SUPPLIED PASSAGE
■ ■ ■ ■ ■

Journalists need to understand the strategies that political parties use in order to convey their messages through the media. This is important, both in order to ensure that they are not themselves manipulated, but also so that they can uncover and explain these strategies for their audience.

There is much contemporary talk about “spin doctors” and other purportedly innovative media weapons. But although the precise techniques might have evolved in the age of the cellular telephone and the hand-held computer, the approaches that parties take to election campaigns have not changed much over the years. These could be summarized as follows:

  • Dictate the agenda. Very often competing political parties or candidates fight the campaign on their own chosen terrain. One party may fight the election on the issue of, say, management of the economy. Another may fight it on national security. The success of their campaign strategy will lie in how far they get the media to talk about the priority issue for their own party and avoid the one that is being stressed by their rival. Journalists need to be alive to these intentions and try to focus on what they see as the genuine priority issues for voters.
  • Use soft news to make themselves voter-friendly. This tactic is as old as politics. Politicians shake hands, kiss babies, drink a pint of beer, go bowling – whatever is the culturally appropriate way to show that they are fully paid up members of the human race. Voters know that these soft news opportunities are staged, but they still work as a way of giving politicians a human face. Better still, they use up time avoiding issues that might be potentially damaging. Journalists face a dilemma. These stories are not really proper news – but they risk being scooped by rival media outlets if they do not run them. This is a reason why so much election coverage is superficial and uninformative.

■ ■ ■ ■ ■

[Coordinate annotation entries]
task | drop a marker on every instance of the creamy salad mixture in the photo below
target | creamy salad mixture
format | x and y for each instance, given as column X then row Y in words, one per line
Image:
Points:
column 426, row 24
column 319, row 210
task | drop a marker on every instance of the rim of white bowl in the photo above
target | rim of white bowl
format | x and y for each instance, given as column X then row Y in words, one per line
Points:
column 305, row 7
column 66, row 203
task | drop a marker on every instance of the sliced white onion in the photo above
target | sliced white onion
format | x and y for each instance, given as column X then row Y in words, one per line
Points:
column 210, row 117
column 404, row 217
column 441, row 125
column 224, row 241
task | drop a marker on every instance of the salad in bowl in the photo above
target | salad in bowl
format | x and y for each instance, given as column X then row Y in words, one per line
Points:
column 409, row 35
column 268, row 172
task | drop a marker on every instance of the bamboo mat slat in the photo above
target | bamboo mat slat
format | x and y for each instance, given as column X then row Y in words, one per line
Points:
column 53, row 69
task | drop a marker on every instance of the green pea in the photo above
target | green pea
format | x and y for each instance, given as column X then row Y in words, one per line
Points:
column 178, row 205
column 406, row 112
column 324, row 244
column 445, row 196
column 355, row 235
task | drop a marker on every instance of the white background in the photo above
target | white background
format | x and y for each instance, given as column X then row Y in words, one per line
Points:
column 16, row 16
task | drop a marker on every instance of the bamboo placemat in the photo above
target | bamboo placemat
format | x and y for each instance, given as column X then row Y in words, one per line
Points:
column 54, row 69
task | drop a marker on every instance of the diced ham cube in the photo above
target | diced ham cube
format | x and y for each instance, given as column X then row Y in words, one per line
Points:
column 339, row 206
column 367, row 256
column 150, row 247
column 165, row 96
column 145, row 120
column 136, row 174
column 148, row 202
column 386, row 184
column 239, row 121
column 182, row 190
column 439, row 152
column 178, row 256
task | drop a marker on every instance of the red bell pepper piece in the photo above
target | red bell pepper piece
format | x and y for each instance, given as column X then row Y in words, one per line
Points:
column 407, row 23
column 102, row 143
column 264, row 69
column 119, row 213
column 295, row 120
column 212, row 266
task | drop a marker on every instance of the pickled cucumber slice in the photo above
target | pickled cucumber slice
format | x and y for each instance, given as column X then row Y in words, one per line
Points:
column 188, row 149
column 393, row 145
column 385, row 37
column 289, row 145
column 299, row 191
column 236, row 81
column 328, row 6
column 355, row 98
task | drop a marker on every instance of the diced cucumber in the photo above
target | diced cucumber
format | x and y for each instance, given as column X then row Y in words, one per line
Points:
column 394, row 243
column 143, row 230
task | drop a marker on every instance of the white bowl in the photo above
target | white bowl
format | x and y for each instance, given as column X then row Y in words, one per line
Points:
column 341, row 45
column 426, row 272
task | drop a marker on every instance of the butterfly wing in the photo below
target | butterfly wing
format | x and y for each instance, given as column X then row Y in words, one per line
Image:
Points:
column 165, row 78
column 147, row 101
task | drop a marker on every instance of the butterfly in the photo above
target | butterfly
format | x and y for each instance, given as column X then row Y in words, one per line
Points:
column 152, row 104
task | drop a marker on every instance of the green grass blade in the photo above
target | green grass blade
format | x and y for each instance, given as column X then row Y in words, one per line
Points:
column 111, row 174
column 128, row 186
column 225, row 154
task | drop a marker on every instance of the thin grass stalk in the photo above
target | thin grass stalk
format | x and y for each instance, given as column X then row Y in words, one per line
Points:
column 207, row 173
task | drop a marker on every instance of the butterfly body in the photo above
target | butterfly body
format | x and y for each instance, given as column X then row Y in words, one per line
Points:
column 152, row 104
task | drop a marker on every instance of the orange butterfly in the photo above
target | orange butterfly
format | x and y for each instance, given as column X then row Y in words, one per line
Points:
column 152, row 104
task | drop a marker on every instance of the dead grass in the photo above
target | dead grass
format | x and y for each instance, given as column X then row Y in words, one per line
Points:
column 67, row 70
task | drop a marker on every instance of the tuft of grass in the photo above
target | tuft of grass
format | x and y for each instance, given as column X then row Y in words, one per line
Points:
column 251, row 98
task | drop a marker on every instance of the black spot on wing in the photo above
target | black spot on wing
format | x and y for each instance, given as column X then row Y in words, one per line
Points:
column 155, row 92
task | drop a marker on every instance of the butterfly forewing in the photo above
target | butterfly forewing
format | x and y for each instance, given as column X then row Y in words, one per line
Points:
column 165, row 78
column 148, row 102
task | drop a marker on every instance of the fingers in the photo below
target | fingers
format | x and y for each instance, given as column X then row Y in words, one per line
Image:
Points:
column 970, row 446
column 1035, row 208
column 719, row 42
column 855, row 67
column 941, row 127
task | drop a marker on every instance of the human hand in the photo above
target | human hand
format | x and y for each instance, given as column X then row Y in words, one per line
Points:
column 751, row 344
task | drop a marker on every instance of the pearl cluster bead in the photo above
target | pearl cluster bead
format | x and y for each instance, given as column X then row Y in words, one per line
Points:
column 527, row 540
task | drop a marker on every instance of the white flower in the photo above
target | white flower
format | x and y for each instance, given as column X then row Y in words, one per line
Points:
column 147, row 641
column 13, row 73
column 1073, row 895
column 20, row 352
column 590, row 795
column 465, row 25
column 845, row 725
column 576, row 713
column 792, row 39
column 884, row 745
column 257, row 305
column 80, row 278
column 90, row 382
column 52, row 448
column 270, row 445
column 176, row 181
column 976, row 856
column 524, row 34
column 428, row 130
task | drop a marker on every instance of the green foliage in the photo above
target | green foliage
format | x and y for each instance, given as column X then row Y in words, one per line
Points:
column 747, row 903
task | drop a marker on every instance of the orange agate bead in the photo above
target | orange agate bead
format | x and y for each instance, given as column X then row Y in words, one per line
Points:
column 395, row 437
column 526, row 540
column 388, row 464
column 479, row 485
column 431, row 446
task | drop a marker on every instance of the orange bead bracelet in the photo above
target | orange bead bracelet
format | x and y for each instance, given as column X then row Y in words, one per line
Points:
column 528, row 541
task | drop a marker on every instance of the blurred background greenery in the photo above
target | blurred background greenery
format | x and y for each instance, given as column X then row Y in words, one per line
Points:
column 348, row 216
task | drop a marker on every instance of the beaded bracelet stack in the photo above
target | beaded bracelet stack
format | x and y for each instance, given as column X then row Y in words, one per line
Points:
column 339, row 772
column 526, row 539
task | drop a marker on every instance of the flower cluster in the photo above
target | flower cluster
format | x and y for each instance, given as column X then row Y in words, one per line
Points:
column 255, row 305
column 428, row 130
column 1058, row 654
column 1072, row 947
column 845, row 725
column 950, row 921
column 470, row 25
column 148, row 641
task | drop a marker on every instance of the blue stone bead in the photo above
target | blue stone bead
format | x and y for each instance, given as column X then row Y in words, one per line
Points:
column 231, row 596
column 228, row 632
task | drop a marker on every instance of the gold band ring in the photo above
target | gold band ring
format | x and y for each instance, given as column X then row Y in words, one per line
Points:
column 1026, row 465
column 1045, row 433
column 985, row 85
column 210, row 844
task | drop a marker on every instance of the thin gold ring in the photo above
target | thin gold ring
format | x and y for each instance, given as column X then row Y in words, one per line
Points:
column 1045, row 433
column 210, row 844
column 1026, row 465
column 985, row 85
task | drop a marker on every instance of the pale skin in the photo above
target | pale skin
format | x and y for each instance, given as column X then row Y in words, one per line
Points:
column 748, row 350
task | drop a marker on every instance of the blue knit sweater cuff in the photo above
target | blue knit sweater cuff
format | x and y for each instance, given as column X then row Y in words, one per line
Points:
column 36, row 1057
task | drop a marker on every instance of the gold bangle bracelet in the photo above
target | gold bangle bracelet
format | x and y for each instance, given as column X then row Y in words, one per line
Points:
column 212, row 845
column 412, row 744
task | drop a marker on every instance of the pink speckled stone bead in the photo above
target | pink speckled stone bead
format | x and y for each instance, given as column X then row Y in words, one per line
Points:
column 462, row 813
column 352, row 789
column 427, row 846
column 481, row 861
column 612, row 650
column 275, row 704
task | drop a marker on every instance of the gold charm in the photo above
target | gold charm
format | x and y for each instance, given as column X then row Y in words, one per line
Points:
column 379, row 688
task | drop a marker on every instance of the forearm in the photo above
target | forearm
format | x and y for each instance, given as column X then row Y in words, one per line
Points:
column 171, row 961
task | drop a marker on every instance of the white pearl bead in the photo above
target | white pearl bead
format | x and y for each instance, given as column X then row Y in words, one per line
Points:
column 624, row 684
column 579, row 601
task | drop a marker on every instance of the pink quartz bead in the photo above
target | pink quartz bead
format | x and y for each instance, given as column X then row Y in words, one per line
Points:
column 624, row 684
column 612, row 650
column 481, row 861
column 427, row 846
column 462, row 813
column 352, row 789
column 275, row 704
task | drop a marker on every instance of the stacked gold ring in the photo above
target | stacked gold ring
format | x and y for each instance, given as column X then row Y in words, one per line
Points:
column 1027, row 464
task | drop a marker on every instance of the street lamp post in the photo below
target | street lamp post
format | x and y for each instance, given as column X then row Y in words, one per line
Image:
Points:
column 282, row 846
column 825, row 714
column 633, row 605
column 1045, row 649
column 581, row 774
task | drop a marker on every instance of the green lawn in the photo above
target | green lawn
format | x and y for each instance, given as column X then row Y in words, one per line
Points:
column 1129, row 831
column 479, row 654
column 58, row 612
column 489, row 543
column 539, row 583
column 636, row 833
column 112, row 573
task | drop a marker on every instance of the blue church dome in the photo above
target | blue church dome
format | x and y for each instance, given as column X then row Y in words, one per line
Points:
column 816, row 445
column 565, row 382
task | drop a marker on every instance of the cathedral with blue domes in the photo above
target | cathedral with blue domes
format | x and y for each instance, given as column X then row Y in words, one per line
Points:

■ ■ ■ ■ ■

SET OF TASKS
• a. Answer these questions from the passage on campaign strategies:
(i) Which two issues does it offer as examples of terrain a party might fight an election on?
(ii) Which two modern devices does it name?
(iii) What risk do media outlets face if they do not run soft news stories?
• b. Decide whether each statement agrees with the passage on campaign strategies, and support each answer with the deciding words quoted from it:
(i) Party approaches to election campaigns have changed greatly over the years.
(ii) Voters do not realize that soft news opportunities are staged.
(iii) Journalists should try to focus on what they see as the genuine priority issues for voters.
• c. Extend the passage on campaign strategies, starting after its final sentence.
The records are material separate from the text.

ANSWERS BELOW
• a.
(i) Management of the economy and national security.
(ii) The cellular telephone and the hand-held computer.
(iii) Being scooped by rival media outlets.

• b.
(i) No: "the approaches that parties take to election campaigns have not changed much over the years."
(ii) No: "Voters know that these soft news opportunities are staged."
(iii) Yes: "Journalists need to be alive to these intentions and try to focus on what they see as the genuine priority issues for voters."

• c.
  • Change the subject. This is closely related to the previous two points. When there are events that may damaging to a party’s candidates, they will hastily seek to change the media focus elsewhere: kissing babies, the other party’s shortcomings, a different manifesto pledge – anything to avoid negative news. Incumbent parties are especially well placed to do this, since they can create official events or announcements that will themselves constitute diversions.
  • Keep their name in the news. But notwithstanding the previous point, all party media managers work on the assumption that there is no such thing as bad publicity. There is an element of truth in this proposition during elections. No one ever voted for a candidate they had not heard of.
  • Plant negative stories about the opposition. The attitude towards negative political campaigning varies enormously depending on political culture. However, in most cases frontal assaults on a rival candidate are much less effective than cleverly placed negative stories about a rival party or candidate. It is this art of feeding the negative story that has developed most rapidly with the emergence of “spin-doctoring”. The responsibility of the journalist, when confronted with negative stories, is to ask the question: “Who is telling me this – and why?”